* Begin SELECTED TEXT *
Mark 15:17
The scene, the courtyard of the governor's residence; the actors, the Roman soldiery and the Son of God; and the awful fate that awaited the Sufferer, render this mockery one of the most impressive incidents in human history. It was deliberate, brutal, and inhuman.

I. WHAT IT WAS IN HIM THAT WAS MOCKED. The crown and the purple and the sham homage are interpreted by the cry, "Hail, King of the Jews!"

1. It was his kingly pretensions they ridiculed. So the Jews had laughed to scorn his prophetic office. To those Roman soldiers, impressed with the grandeur of the power they themselves represented, the claim to be king of a small and subject land like Palestine was very petty. They could afford, so they thought, to laugh at it; even as Pilate was not afraid to have released him who preferred it.

2. But even more did they despise his title as a theocratic King. How far these citizens of the empire of law were from realizing the true character of the kingdom of righteousness! Had he even been recognized by the Jews themselves as their ruler, the nation was too small, too insignificant in a political or military point of view, to be of any consequence. There was no suspicion in their minds of danger to the Roman empire, or of the influence which his moral and spiritual character was to wield in the new ages of the world. It is, although they knew it not then, by virtue of this same moral majesty and power that he, in turn, has become the Conqueror of mankind, and is maintaining and extending his sway in regions where mouldering ruins and obsolete statutes are all that remain to witness to Rome's vanished greatness. It is the mockers themselves that are now ridiculous.

II. HOW MEN MAY MOCK HIM STILL. There is a feeling of human tenderness that is outraged as we imagine the meek Sufferer amidst the brutal throng. But the true sentiment that ought to be awakened is that which concerns the principles of righteousness and truth, of which he was the embodiment and representative. It is for them he would have us solicitous even to jealousy. Men still wound and mock Christ:

1. When they reader to him a merely nominal homage. "When we pervert the truth of the Word for our own evil ends, we scourge the Son of man; when to justify our evils we fabricate a system of ingenious error, and thus exalt our own wisdom above the wisdom of Jesus, we plait a crown of thorns and put it on his head; when we substitute our own righteousness for the righteousness of Christ, we clothe him with a purple robe; when we are inwardly worshippers of self and outwardly worshippers of the Lord, our worship of him is a mocking salutation of 'Hail, King of the Jews!' while every presumptuous sin we commit is a stroke inflicted on the Son of man" (W. Bruce).
* End SELECTED TEXT *
* Begin DATASET RECORDS *
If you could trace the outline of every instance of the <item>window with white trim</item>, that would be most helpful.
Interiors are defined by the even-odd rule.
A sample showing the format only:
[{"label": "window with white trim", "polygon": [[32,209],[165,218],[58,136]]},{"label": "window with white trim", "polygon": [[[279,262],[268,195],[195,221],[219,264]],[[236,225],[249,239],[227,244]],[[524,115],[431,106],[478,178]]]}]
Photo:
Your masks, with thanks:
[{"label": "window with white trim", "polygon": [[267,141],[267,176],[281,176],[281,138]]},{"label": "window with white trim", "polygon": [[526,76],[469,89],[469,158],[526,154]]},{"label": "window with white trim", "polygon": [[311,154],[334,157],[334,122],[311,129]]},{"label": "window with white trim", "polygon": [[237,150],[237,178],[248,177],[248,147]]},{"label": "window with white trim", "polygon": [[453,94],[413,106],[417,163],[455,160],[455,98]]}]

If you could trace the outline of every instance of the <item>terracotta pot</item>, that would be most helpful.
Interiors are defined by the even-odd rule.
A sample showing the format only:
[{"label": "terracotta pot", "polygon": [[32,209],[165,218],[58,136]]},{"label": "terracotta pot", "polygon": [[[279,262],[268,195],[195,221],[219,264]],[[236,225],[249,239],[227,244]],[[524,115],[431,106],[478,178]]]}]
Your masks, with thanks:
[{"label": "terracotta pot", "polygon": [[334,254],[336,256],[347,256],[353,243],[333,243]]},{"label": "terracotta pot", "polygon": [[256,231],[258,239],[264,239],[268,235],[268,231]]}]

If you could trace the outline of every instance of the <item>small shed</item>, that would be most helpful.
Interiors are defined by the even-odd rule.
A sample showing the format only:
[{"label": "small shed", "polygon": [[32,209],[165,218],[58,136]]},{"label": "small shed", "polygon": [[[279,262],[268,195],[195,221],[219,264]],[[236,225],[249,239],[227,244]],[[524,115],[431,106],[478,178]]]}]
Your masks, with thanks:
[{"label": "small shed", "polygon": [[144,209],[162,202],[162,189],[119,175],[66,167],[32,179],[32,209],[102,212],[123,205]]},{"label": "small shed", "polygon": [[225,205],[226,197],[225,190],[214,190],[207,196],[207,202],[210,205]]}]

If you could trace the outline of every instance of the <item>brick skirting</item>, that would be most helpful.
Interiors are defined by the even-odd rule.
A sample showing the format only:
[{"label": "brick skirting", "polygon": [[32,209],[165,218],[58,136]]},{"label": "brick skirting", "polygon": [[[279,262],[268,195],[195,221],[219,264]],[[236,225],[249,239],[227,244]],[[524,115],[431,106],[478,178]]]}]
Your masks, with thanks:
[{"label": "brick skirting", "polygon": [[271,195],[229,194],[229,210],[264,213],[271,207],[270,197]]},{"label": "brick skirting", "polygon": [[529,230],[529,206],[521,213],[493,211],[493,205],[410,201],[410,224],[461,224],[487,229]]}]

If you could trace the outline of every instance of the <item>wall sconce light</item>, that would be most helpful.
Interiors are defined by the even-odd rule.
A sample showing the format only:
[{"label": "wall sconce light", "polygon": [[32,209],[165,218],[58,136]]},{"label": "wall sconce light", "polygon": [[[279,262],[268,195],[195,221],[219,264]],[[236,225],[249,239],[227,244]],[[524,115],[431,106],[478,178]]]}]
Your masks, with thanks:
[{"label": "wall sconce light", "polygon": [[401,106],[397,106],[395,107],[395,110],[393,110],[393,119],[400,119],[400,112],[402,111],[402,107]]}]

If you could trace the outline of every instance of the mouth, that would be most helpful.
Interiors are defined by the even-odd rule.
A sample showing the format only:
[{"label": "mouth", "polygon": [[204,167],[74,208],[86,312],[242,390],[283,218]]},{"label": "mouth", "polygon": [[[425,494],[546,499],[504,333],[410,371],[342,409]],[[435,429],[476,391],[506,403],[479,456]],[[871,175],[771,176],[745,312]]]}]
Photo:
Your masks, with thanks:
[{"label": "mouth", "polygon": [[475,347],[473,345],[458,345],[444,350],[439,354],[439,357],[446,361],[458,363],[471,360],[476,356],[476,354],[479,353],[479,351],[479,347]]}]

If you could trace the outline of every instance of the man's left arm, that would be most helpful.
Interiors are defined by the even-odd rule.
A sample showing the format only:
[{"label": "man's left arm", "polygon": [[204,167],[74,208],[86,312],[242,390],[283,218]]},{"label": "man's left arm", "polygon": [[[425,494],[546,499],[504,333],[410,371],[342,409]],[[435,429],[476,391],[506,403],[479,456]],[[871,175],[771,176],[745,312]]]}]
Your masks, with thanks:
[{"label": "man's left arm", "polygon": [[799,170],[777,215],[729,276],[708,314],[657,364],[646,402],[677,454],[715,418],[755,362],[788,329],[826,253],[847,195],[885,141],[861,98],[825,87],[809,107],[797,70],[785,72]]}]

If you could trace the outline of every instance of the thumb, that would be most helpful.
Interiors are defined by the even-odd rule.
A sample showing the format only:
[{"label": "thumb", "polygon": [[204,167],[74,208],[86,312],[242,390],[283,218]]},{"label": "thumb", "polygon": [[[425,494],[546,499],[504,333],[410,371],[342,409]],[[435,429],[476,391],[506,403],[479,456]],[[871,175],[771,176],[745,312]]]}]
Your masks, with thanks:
* End DATASET RECORDS *
__EXERCISE SET__
a) Reproduce, word for word, the part of the Mark 15:17 commentary that opens with the words containing "1. It was his" and closes with "who preferred it.".
b) In the Mark 15:17 commentary, what cry interprets the crown, the purple, and the sham homage?
The data has no connection to the Mark 15:17 commentary.

__SOLUTION LIST__
a)
1. It was his kingly pretensions they ridiculed. So the Jews had laughed to scorn his prophetic office. To those Roman soldiers, impressed with the grandeur of the power they themselves represented, the claim to be king of a small and subject land like Palestine was very petty. They could afford, so they thought, to laugh at it; even as Pilate was not afraid to have released him who preferred it.

b) The cry "Hail, King of the Jews!"